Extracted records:

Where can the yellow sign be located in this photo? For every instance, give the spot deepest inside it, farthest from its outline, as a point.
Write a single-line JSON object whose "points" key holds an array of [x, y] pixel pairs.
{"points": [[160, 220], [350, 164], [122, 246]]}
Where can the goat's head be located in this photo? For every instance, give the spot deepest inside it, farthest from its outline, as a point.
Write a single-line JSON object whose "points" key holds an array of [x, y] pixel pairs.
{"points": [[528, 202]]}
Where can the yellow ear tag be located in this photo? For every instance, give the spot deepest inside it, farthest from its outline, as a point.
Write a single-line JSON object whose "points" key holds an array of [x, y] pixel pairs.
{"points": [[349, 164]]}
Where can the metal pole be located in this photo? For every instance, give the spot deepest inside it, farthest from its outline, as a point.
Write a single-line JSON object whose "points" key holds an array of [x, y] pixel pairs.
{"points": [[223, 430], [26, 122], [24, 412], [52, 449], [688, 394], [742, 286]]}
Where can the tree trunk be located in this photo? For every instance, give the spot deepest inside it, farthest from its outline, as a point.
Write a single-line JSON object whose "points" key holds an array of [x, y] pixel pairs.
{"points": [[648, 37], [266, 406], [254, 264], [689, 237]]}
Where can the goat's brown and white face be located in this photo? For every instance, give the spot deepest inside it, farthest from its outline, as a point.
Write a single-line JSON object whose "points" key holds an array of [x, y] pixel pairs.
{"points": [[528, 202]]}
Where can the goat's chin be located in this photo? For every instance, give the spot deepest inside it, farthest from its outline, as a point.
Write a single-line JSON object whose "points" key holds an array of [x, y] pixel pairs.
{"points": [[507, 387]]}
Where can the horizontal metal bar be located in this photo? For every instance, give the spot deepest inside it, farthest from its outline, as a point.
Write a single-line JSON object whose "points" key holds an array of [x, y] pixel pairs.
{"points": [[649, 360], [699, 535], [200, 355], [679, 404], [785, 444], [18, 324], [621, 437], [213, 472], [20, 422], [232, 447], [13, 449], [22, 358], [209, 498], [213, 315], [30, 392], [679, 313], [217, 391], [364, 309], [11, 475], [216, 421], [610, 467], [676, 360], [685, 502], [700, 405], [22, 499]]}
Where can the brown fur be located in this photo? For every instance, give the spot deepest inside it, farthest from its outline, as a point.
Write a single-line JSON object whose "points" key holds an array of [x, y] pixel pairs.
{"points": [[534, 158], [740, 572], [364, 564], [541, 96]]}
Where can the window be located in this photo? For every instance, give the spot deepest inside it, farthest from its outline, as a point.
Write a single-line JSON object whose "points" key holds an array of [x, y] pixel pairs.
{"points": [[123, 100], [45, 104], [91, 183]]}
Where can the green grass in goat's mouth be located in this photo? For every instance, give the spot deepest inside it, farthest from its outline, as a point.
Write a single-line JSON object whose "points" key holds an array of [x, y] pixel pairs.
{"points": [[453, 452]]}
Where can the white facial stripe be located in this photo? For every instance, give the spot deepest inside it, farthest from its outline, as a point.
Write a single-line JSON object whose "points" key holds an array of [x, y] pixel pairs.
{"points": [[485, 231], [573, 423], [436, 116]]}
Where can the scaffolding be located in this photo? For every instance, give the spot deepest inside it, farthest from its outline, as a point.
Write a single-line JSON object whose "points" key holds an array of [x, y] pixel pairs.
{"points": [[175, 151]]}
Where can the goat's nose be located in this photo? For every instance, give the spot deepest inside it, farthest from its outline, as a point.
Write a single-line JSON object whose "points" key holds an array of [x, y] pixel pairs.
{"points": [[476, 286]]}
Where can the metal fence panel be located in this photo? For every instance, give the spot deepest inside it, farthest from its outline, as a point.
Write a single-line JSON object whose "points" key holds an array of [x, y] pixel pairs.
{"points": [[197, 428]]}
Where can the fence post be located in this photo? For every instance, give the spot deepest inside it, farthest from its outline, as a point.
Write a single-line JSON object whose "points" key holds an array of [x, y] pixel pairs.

■ What to do ■
From the first line to the last, please quote the material above exactly.

■ Result of this exercise ■
Where can the yellow sign be located in this photo? For every instance, give the spot deepest inside it, farthest from its outline, as a point.
Write a single-line JSON object whose "points" key holds an array of [x, y] pixel pairs.
{"points": [[160, 220], [350, 164], [122, 246]]}
Where can the goat's head be located in this photo? For every instance, give the spot deepest inside it, farthest from its outline, as a point.
Write a single-line JSON object whose "points" key holds an array of [x, y] pixel pairs.
{"points": [[528, 202]]}
Where can the yellow ear tag be located in this photo? For every instance, give the spot deepest inside it, farthest from its outline, as a point.
Write a single-line JSON object whose "points" key holds an array of [x, y] pixel pairs.
{"points": [[349, 164]]}
Where can the metal pole be located in this photo? For every instance, give the spot deepest inside it, farthest from its outline, as a point.
Write a single-line JSON object whose "points" key holds an array of [x, y] pixel pairs.
{"points": [[223, 430], [26, 122], [24, 412], [52, 449], [688, 394], [742, 286]]}
Where can the tree trunk be located in this photo? For every instance, give the spot deepest inside it, farthest from its outline, as a point.
Write a single-line JSON object whose "points" key holds an array of [x, y] pixel pairs.
{"points": [[648, 37], [266, 406], [254, 264], [689, 237]]}
Where can the goat's brown and white face be located in this photo? For every instance, give the spot deepest inside it, farthest from its outline, as a point.
Write a single-line JSON object whose "points" key holds an array of [x, y] pixel pairs.
{"points": [[528, 202]]}
Where can the goat's chin be located in this photo? For every instance, give the spot deepest inside it, farthest from its outline, as a point.
Write a single-line JSON object whose "points" key holds an array of [x, y] pixel pairs.
{"points": [[507, 387]]}
Where can the horizontal metal bar be located in this photo? For every instance, give the spot deepest inside it, farthest from its outline, as a point.
Write a single-line JSON object whose "points" key holds an array of [x, y] pixel pairs.
{"points": [[649, 360], [699, 535], [200, 355], [679, 404], [785, 444], [18, 324], [621, 437], [213, 472], [20, 422], [232, 447], [13, 449], [22, 358], [209, 498], [213, 315], [30, 392], [679, 313], [217, 391], [364, 309], [11, 475], [216, 421], [610, 467], [676, 360], [685, 502], [700, 405], [22, 499]]}
Where can the brown fur be located in this photo? For every instance, give the spot deepest inside it, farthest from its outline, as a point.
Write a single-line JSON object whose "points" key holds an array of [x, y] pixel pairs.
{"points": [[534, 158], [740, 572], [364, 564], [541, 96]]}
Where can the window be located in this photo? For every instance, give the spot deepest inside it, farthest from its outline, as a point.
Write a single-line JSON object whose "points" key holds an array of [x, y] pixel pairs.
{"points": [[123, 100], [45, 104], [91, 183]]}
Where can the green grass in goat's mouth be located in this photo? For every instance, give the spot deepest inside it, farthest from its outline, as a point.
Write a single-line JSON object whose "points" key holds an array of [x, y] pixel pairs.
{"points": [[453, 452]]}
Where can the white facial stripe be located in this photo? For every instance, give the spot deepest inside it, farthest from its outline, as a point.
Write a single-line JSON object whose "points" key holds an array of [x, y] pixel pairs.
{"points": [[485, 231], [573, 423], [436, 116]]}
Where can the scaffolding be located in this photo? For every instance, give the spot deepest inside it, farthest from its outline, as a point.
Write a single-line JSON object whose "points" key holds an array of [x, y] pixel pairs.
{"points": [[175, 151]]}
Where can the goat's nose be located in this photo? For every instance, give the spot deepest inside it, farthest from its outline, as a point.
Write a single-line JSON object whose "points" key holds an array of [x, y] pixel pairs.
{"points": [[476, 286]]}
Where can the metal fence panel be located in this photo? For every instance, give the spot deepest inside it, farthest from its outline, as a point.
Write a single-line JSON object whose "points" key holds an array of [x, y] pixel pairs.
{"points": [[197, 428]]}
Where can the fence post be located in this photo? For every instance, give the spot deepest inside it, farthest from its outline, as a point.
Write a single-line JSON object whose "points" key holds an array of [x, y] pixel pairs.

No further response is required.